## Task to complete
Take the line that has "Ground antenna mast." and all the lines that come after it in the records, and write them out again exactly. Add no other line.

++++++++++++++++++++

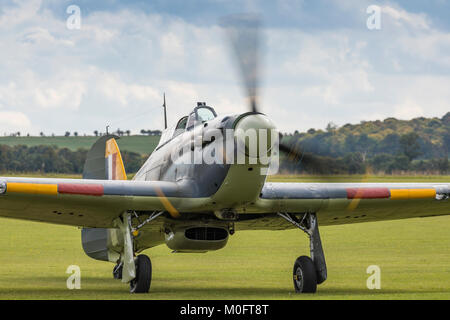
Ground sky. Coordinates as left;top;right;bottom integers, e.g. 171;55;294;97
0;0;449;135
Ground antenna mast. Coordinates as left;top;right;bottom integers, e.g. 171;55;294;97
163;93;168;129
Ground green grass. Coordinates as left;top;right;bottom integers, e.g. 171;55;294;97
0;175;449;300
0;216;449;300
0;173;82;179
2;173;449;183
0;135;160;155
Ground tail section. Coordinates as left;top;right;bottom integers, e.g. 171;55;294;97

++++++++++++++++++++

## Solution below
Ground antenna mast. Coordinates as left;top;right;bottom integers, e.g. 171;55;294;97
163;93;168;129
Ground green grass. Coordinates as left;top;right;bottom integers, e.g. 171;55;294;97
0;175;449;300
0;216;449;300
0;173;82;179
2;173;449;183
0;135;160;155
Ground tail section. Coordinates as left;top;right;bottom integers, e.g. 171;55;294;97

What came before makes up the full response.